• [PROBLEM STATEMENT]: Copy the whole post about the cruise missile attacks on two US Navy ships, word for word.

• [TEXT PASSAGE]:
☆ ☆ ☆ ☆ ☆

Respond or Leave

Everyone has heard by now of the apparent cruise missile (C-802 is the most likely) attacks on two US Navy ships.  If you haven’t, you can check out the USNI article (1).  The USS Mason, a Burke destroyer, launched two SM-2 missiles and one ESSM in response to the cruise missiles.  Both cruise missiles landed in the water short of the ships and there is no indication that either was shot down by the destroyers missiles.  It appears that either the cruise missiles never had a target lock or the destroyer’s electronic countermeasures prevented a lock.

I’m not going to waste time speculating about the performance of the weapon systems since we don’t have enough information.  Instead, let’s see what other lessons we can learn.

First, the fog of war is eternal.  Despite all our sensors, electronics, radar, IR, optics, and computer software, we don’t know whether the missiles we fired in defense hit anything.  How is that possible?  No one was trying to deny us sensor data as would happen in a peer war.  We had a completely unhindered view of a small battlespace and yet we couldn’t even see whether any of our three missiles hit anything?  This should serve as a lesson to all those who want to commit us to the vaunted Third Offset strategy based on networks, unmanned vehicles, and a wholly unfounded belief that we will have an omniscient view of the battlefield thereby enabling and enhancing our forces.  What a bunch of cow droppings!  We can’t see an uncontested battlefield clearly and it’s only going to be much, much more confused when a peer enemy contests the battlefield with electronic warfare.  We won’t know jack about what’s going on.  That’s the reality of war.  That’s the fog of war.  We should be training for that confusion rather than blindly believing we’ll see everything.  The fog of war is eternal and all-encompassing.  We need to embrace it and train for it, not ignore it.

☆ ☆ ☆ ☆ ☆

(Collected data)
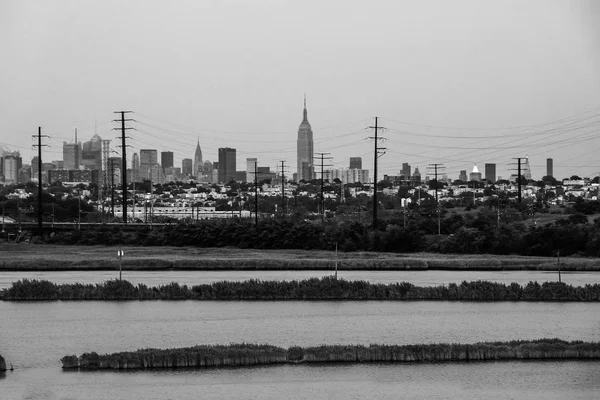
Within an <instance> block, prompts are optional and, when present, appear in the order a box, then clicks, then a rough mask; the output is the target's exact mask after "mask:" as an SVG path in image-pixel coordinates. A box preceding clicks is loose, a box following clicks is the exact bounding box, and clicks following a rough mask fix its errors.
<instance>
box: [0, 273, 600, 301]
mask: <svg viewBox="0 0 600 400" xmlns="http://www.w3.org/2000/svg"><path fill="white" fill-rule="evenodd" d="M1 297H2V299H3V300H5V301H22V300H38V301H39V300H209V301H210V300H229V301H238V300H278V301H280V300H390V301H416V300H447V301H600V284H593V285H585V286H571V285H567V284H565V283H560V282H544V283H542V284H539V283H537V282H529V283H528V284H527V285H519V284H517V283H511V284H509V285H505V284H503V283H496V282H488V281H474V282H462V283H461V284H460V285H457V284H454V283H451V284H449V285H447V286H445V285H443V286H425V287H423V286H415V285H413V284H410V283H407V282H400V283H391V284H383V283H370V282H366V281H347V280H344V279H336V278H335V277H333V276H326V277H323V278H310V279H303V280H294V281H260V280H254V279H251V280H247V281H241V282H238V281H221V282H214V283H207V284H201V285H194V286H187V285H180V284H178V283H176V282H173V283H170V284H168V285H160V286H158V287H148V286H146V285H144V284H138V285H137V286H134V285H133V284H131V283H130V282H128V281H126V280H122V281H121V280H109V281H106V282H103V283H99V284H79V283H76V284H55V283H53V282H50V281H46V280H28V279H24V280H20V281H17V282H13V284H12V286H11V287H10V288H8V289H7V290H5V291H4V292H3V293H2V295H1Z"/></svg>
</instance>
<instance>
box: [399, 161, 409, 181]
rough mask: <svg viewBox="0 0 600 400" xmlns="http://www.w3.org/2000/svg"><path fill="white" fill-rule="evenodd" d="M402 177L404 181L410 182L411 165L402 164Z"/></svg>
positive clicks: (401, 169)
mask: <svg viewBox="0 0 600 400" xmlns="http://www.w3.org/2000/svg"><path fill="white" fill-rule="evenodd" d="M400 176H401V177H402V178H403V179H404V180H410V164H409V163H402V169H401V170H400Z"/></svg>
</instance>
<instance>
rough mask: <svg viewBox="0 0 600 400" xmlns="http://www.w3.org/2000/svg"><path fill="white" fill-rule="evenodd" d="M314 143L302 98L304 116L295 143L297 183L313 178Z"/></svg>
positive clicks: (306, 180)
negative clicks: (303, 104)
mask: <svg viewBox="0 0 600 400" xmlns="http://www.w3.org/2000/svg"><path fill="white" fill-rule="evenodd" d="M313 157H314V143H313V132H312V128H311V126H310V123H309V122H308V114H307V111H306V97H305V98H304V114H303V118H302V122H301V123H300V127H299V128H298V141H297V168H298V170H297V171H298V172H297V173H298V181H301V180H305V181H308V180H311V179H313V178H314V175H315V174H314V166H313V161H314V160H313Z"/></svg>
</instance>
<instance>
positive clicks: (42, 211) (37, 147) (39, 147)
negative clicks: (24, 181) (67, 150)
mask: <svg viewBox="0 0 600 400" xmlns="http://www.w3.org/2000/svg"><path fill="white" fill-rule="evenodd" d="M31 136H32V138H34V139H35V138H36V137H37V139H38V144H34V145H33V147H37V148H38V232H39V235H40V236H42V218H43V213H44V210H43V203H42V147H48V145H47V144H42V138H43V137H46V138H49V137H50V136H48V135H42V127H41V126H40V127H38V134H37V135H31Z"/></svg>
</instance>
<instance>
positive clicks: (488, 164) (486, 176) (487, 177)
mask: <svg viewBox="0 0 600 400" xmlns="http://www.w3.org/2000/svg"><path fill="white" fill-rule="evenodd" d="M485 180H486V181H490V182H492V183H494V182H496V164H485Z"/></svg>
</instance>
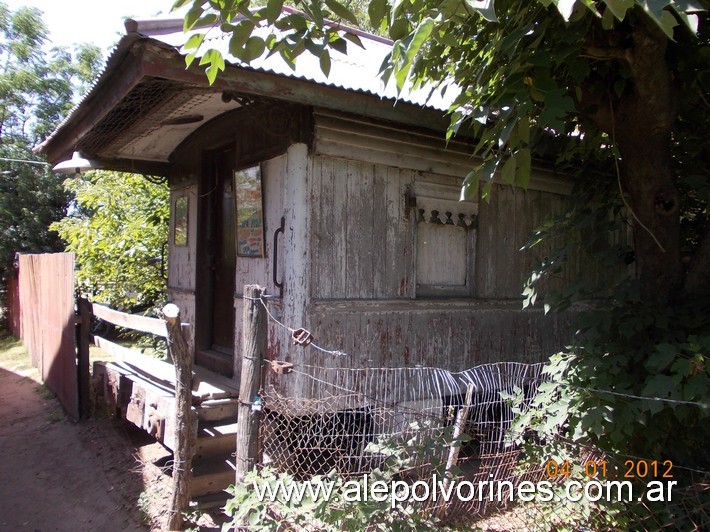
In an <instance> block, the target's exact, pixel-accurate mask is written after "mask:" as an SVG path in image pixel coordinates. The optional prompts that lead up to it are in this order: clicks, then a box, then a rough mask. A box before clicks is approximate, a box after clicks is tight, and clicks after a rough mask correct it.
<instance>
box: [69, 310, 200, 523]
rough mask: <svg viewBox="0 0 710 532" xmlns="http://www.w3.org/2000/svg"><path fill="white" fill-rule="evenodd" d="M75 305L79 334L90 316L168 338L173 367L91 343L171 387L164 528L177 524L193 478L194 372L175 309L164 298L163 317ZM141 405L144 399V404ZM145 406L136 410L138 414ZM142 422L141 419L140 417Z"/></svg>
mask: <svg viewBox="0 0 710 532" xmlns="http://www.w3.org/2000/svg"><path fill="white" fill-rule="evenodd" d="M80 308H85V309H86V312H87V314H89V316H88V319H86V320H85V319H82V320H81V322H82V325H83V327H84V330H83V331H82V334H81V335H80V336H81V337H82V338H84V337H87V338H88V328H89V327H90V323H91V316H93V317H95V318H100V319H102V320H104V321H106V322H108V323H111V324H113V325H117V326H119V327H124V328H127V329H131V330H134V331H139V332H144V333H149V334H153V335H156V336H159V337H162V338H165V339H166V340H167V343H168V356H169V357H170V359H171V360H172V361H173V366H174V367H173V368H171V369H169V365H168V364H166V363H165V362H163V361H161V360H158V359H154V358H152V357H148V356H145V355H143V354H141V353H138V352H137V351H134V350H133V349H129V348H127V347H124V346H122V345H119V344H117V343H114V342H112V341H110V340H108V339H106V338H103V337H101V336H98V335H95V336H94V337H93V339H94V344H95V345H96V346H97V347H99V348H100V349H101V350H102V351H104V352H106V353H108V354H110V355H112V356H113V357H115V358H117V359H118V360H121V361H124V362H127V363H129V364H131V368H132V371H135V372H137V373H139V374H142V375H143V376H144V377H145V378H146V379H149V380H150V382H151V383H152V384H153V385H158V386H162V387H164V389H165V390H171V389H172V390H174V391H175V405H174V412H175V423H174V425H172V429H173V431H174V434H173V435H172V437H171V438H170V441H171V442H172V449H173V456H174V460H173V494H172V497H171V508H170V516H169V519H168V528H169V529H170V530H181V529H182V526H183V512H184V511H185V510H187V509H188V505H189V502H190V482H191V479H192V472H191V471H192V467H191V463H192V455H193V454H194V451H195V444H194V434H193V432H194V426H195V424H194V420H193V414H192V400H193V395H192V392H193V374H192V354H191V353H190V351H189V349H188V347H187V341H186V339H185V337H184V334H183V332H182V328H181V323H180V310H179V309H178V307H177V306H175V305H173V304H168V305H166V306H165V308H164V309H163V315H164V317H165V320H162V319H158V318H149V317H146V316H139V315H135V314H127V313H125V312H120V311H118V310H114V309H112V308H109V307H106V306H104V305H98V304H93V305H91V304H89V303H88V302H84V303H82V304H80ZM80 347H81V349H85V350H87V353H86V355H87V360H88V349H89V343H88V341H87V342H86V343H84V342H80ZM143 406H145V405H143ZM144 414H145V413H144V412H139V413H138V417H140V418H142V417H143V416H144ZM140 421H141V422H142V419H141V420H140Z"/></svg>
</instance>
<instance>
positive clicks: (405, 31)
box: [389, 18, 409, 41]
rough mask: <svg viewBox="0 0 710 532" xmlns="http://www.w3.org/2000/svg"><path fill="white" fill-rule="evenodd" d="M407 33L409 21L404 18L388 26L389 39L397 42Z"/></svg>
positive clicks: (397, 20) (394, 22)
mask: <svg viewBox="0 0 710 532" xmlns="http://www.w3.org/2000/svg"><path fill="white" fill-rule="evenodd" d="M407 33H409V21H408V20H407V19H406V18H398V19H397V20H395V21H394V22H393V23H392V24H390V29H389V35H390V39H392V40H393V41H397V40H399V39H402V38H404V36H406V35H407Z"/></svg>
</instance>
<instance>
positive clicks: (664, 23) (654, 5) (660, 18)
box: [640, 0, 678, 40]
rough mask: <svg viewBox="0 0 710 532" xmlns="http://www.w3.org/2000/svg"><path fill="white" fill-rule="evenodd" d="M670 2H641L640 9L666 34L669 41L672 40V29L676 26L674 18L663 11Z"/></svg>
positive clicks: (665, 1)
mask: <svg viewBox="0 0 710 532" xmlns="http://www.w3.org/2000/svg"><path fill="white" fill-rule="evenodd" d="M670 3H671V2H669V1H667V0H643V1H642V2H640V4H641V7H642V8H643V10H644V11H645V12H646V14H647V15H648V16H649V17H651V20H653V21H654V22H655V23H656V25H657V26H658V27H659V28H660V29H661V30H662V31H663V33H665V34H666V36H667V37H668V38H669V39H671V40H672V39H673V28H675V27H676V26H677V25H678V21H677V20H676V18H675V17H674V16H673V15H672V14H671V13H670V12H669V11H668V10H666V9H665V7H666V6H667V5H669V4H670Z"/></svg>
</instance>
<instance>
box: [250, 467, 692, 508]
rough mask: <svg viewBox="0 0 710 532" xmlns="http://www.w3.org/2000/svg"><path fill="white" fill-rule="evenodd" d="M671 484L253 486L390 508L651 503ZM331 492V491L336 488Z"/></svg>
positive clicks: (433, 480) (652, 481) (489, 483)
mask: <svg viewBox="0 0 710 532" xmlns="http://www.w3.org/2000/svg"><path fill="white" fill-rule="evenodd" d="M677 484H678V483H677V482H676V481H667V482H662V481H656V480H653V481H649V482H646V483H645V485H641V486H639V485H638V484H636V485H635V484H633V483H632V482H630V481H628V480H623V481H621V480H604V481H599V480H592V479H587V480H585V481H584V482H579V481H576V480H570V481H568V482H566V483H565V484H564V486H563V487H562V489H561V490H559V489H558V490H555V485H554V483H553V482H551V481H549V480H542V481H539V482H531V481H522V482H519V483H517V485H515V484H513V482H510V481H507V480H495V481H494V480H487V481H483V480H481V481H478V482H472V481H468V480H456V479H454V480H448V479H444V478H441V477H438V476H437V475H433V476H432V477H431V478H430V479H428V480H417V481H415V482H411V483H410V482H406V481H404V480H390V481H385V480H374V481H373V480H371V479H370V477H369V476H368V475H367V474H365V475H364V476H363V478H362V479H360V480H348V481H345V482H342V484H341V485H339V484H338V483H336V482H335V481H334V480H330V479H327V478H324V479H323V478H319V479H314V480H311V481H303V482H296V481H292V482H285V481H284V480H282V479H280V480H278V481H277V482H275V483H274V484H262V485H259V483H256V482H255V483H254V491H255V493H256V496H257V497H258V499H259V500H260V501H261V502H275V501H277V500H278V501H287V502H291V503H296V504H299V503H301V501H303V500H313V501H315V500H322V499H325V500H326V501H330V500H332V499H333V497H337V498H340V499H342V500H343V501H344V502H348V503H350V502H369V501H374V502H387V501H389V503H390V504H391V506H392V508H395V507H396V506H397V505H398V504H401V503H404V502H424V501H432V502H442V503H450V502H453V501H462V502H470V501H474V500H477V501H498V502H504V501H510V502H512V501H516V500H518V501H523V502H532V501H536V502H550V501H552V500H560V499H566V500H569V501H571V502H578V501H581V500H582V499H584V500H586V501H589V502H597V501H599V500H602V499H604V500H605V501H609V502H632V501H639V500H641V499H645V500H648V501H651V502H671V500H672V496H673V487H674V486H676V485H677ZM336 488H337V489H336Z"/></svg>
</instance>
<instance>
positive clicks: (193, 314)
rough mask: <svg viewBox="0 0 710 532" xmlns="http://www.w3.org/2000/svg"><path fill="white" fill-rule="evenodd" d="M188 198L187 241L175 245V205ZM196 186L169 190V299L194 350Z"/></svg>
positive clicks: (194, 326)
mask: <svg viewBox="0 0 710 532" xmlns="http://www.w3.org/2000/svg"><path fill="white" fill-rule="evenodd" d="M181 197H186V198H187V206H188V212H187V228H186V229H187V242H186V245H181V246H177V245H175V238H174V235H175V221H176V216H175V204H176V201H177V199H178V198H181ZM197 204H198V201H197V184H196V183H188V184H185V183H184V182H183V183H180V184H177V185H175V186H173V187H172V188H171V190H170V233H169V236H168V300H169V301H170V302H171V303H175V304H176V305H177V306H178V307H179V308H180V313H181V321H182V322H183V323H188V324H189V327H188V328H187V330H186V331H185V332H186V339H187V341H188V346H189V348H190V349H191V350H193V351H194V348H195V275H196V270H197V260H198V259H197Z"/></svg>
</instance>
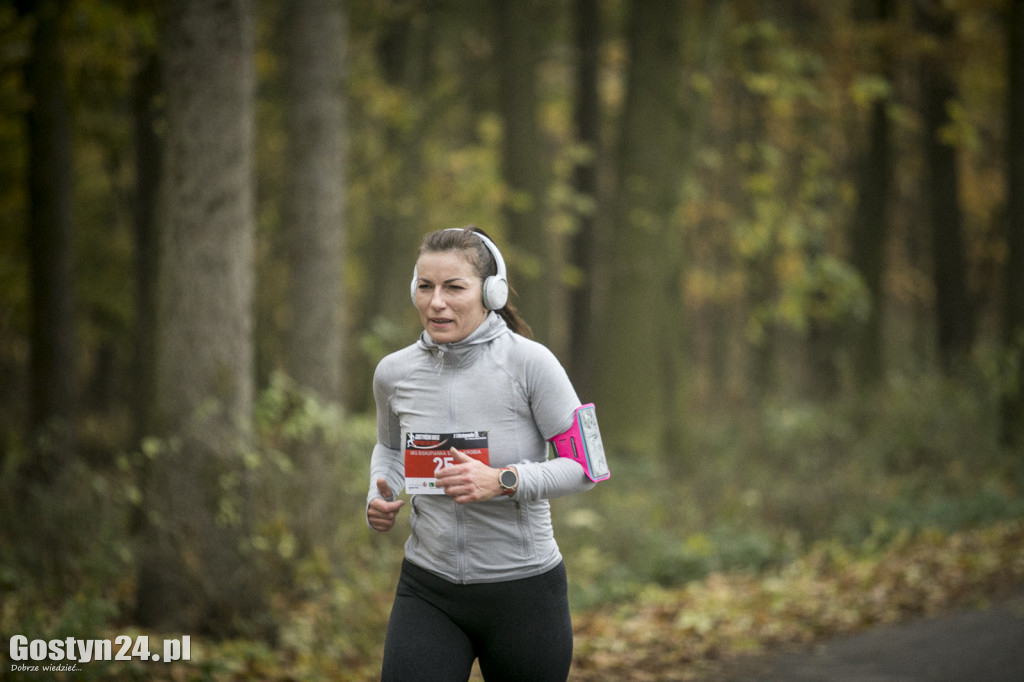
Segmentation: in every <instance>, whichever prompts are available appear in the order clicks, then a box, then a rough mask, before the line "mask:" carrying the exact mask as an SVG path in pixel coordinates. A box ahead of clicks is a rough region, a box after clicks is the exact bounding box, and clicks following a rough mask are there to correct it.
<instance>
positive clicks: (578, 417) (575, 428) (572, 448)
mask: <svg viewBox="0 0 1024 682" xmlns="http://www.w3.org/2000/svg"><path fill="white" fill-rule="evenodd" d="M550 442H551V444H552V445H554V447H555V454H556V455H558V457H567V458H569V459H570V460H572V461H574V462H577V463H578V464H580V465H581V466H582V467H583V470H584V473H585V474H587V478H589V479H591V480H593V481H599V480H605V479H607V478H609V477H610V476H611V471H610V470H609V469H608V461H607V459H606V458H605V457H604V443H603V442H601V432H600V430H598V428H597V413H596V412H595V410H594V403H593V402H588V403H587V404H585V406H581V407H579V408H577V410H575V413H574V414H573V415H572V426H570V427H569V428H568V430H567V431H565V432H564V433H559V434H558V435H556V436H555V437H554V438H551V439H550Z"/></svg>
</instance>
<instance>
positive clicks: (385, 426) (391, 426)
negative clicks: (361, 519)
mask: <svg viewBox="0 0 1024 682" xmlns="http://www.w3.org/2000/svg"><path fill="white" fill-rule="evenodd" d="M385 360H386V358H385ZM385 360H382V361H381V364H380V365H378V366H377V371H376V372H375V373H374V401H375V402H376V404H377V443H376V444H375V445H374V451H373V454H372V455H371V457H370V489H369V491H368V493H367V509H369V507H370V502H371V501H372V500H374V499H375V498H379V497H381V494H380V491H378V489H377V479H378V478H384V479H385V480H387V483H388V485H390V486H391V491H392V492H394V494H395V495H398V494H399V493H400V492H401V489H402V488H403V487H404V486H406V463H404V461H403V459H402V452H401V425H400V423H399V421H398V416H397V415H395V414H394V413H393V412H392V411H391V395H392V394H393V392H394V391H393V384H394V382H393V381H391V380H389V379H388V372H387V369H386V367H385ZM365 514H366V510H365V511H364V515H365ZM367 525H368V526H369V525H370V522H369V520H368V521H367Z"/></svg>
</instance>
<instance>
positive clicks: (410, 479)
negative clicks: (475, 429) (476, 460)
mask: <svg viewBox="0 0 1024 682" xmlns="http://www.w3.org/2000/svg"><path fill="white" fill-rule="evenodd" d="M452 447H455V449H456V450H458V451H460V452H463V453H465V454H466V455H468V456H469V457H472V458H473V459H474V460H479V461H480V462H483V463H484V464H486V465H487V466H490V456H489V455H488V454H487V432H486V431H461V432H459V433H412V432H410V433H407V434H406V492H407V493H409V494H410V495H444V491H442V489H441V488H439V487H437V478H436V475H437V471H438V469H443V468H444V467H446V466H451V465H453V464H455V455H453V454H452V453H451V452H450V451H451V449H452Z"/></svg>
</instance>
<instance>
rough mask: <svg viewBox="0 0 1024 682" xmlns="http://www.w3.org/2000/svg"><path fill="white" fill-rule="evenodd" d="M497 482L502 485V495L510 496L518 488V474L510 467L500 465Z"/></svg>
mask: <svg viewBox="0 0 1024 682" xmlns="http://www.w3.org/2000/svg"><path fill="white" fill-rule="evenodd" d="M498 484H499V485H501V486H502V495H507V496H509V497H511V496H513V495H515V492H516V491H517V489H518V488H519V474H517V473H516V471H515V469H512V468H511V467H502V468H501V469H499V470H498Z"/></svg>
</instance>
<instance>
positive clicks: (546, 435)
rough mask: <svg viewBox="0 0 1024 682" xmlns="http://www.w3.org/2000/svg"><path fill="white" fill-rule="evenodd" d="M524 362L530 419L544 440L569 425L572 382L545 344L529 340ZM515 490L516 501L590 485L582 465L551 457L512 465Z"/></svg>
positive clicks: (558, 362)
mask: <svg viewBox="0 0 1024 682" xmlns="http://www.w3.org/2000/svg"><path fill="white" fill-rule="evenodd" d="M529 349H530V350H531V351H532V352H530V353H529V357H528V359H527V361H526V363H525V365H524V382H525V385H526V387H527V393H528V395H529V400H530V410H531V411H532V413H534V421H535V423H536V424H537V428H538V430H539V431H540V433H541V435H542V436H543V437H544V439H545V440H547V439H550V438H553V437H554V436H556V435H558V434H559V433H563V432H564V431H565V430H566V429H568V428H569V426H571V425H572V415H573V413H574V412H575V409H577V408H579V407H580V404H581V402H580V398H579V397H578V396H577V392H575V389H574V388H573V387H572V382H571V381H569V378H568V375H567V374H566V373H565V369H564V368H562V366H561V364H560V363H559V361H558V358H557V357H555V355H554V353H552V352H551V351H550V350H548V348H546V347H545V346H543V345H541V344H538V343H532V344H530V345H529ZM516 471H517V472H518V473H519V489H518V491H517V492H516V495H515V498H514V499H516V500H521V501H524V502H528V501H532V500H543V499H551V498H560V497H564V496H566V495H572V494H574V493H583V492H584V491H589V489H590V488H592V487H594V485H595V483H594V482H593V481H592V480H590V479H589V478H587V475H586V474H585V473H584V470H583V467H582V466H580V465H579V464H578V463H575V462H573V461H572V460H568V459H565V458H555V459H553V460H547V461H541V462H536V461H535V462H521V463H519V464H516Z"/></svg>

☆ ☆ ☆ ☆ ☆

• [OUTPUT OF THE TASK]:
Respond or Leave

Everyone has heard by now of the apparent cruise missile (C-802 is the most likely) attacks on two US Navy ships.  If you haven’t, you can check out the USNI article (1).  The USS Mason, a Burke destroyer, launched two SM-2 missiles and one ESSM in response to the cruise missiles.  Both cruise missiles landed in the water short of the ships and there is no indication that either was shot down by the destroyers missiles.  It appears that either the cruise missiles never had a target lock or the destroyer’s electronic countermeasures prevented a lock.

I’m not going to waste time speculating about the performance of the weapon systems since we don’t have enough information.  Instead, let’s see what other lessons we can learn.

First, the fog of war is eternal.  Despite all our sensors, electronics, radar, IR, optics, and computer software, we don’t know whether the missiles we fired in defense hit anything.  How is that possible?  No one was trying to deny us sensor data as would happen in a peer war.  We had a completely unhindered view of a small battlespace and yet we couldn’t even see whether any of our three missiles hit anything?  This should serve as a lesson to all those who want to commit us to the vaunted Third Offset strategy based on networks, unmanned vehicles, and a wholly unfounded belief that we will have an omniscient view of the battlefield thereby enabling and enhancing our forces.  What a bunch of cow droppings!  We can’t see an uncontested battlefield clearly and it’s only going to be much, much more confused when a peer enemy contests the battlefield with electronic warfare.  We won’t know jack about what’s going on.  That’s the reality of war.  That’s the fog of war.  We should be training for that confusion rather than blindly believing we’ll see everything.  The fog of war is eternal and all-encompassing.  We need to embrace it and train for it, not ignore it.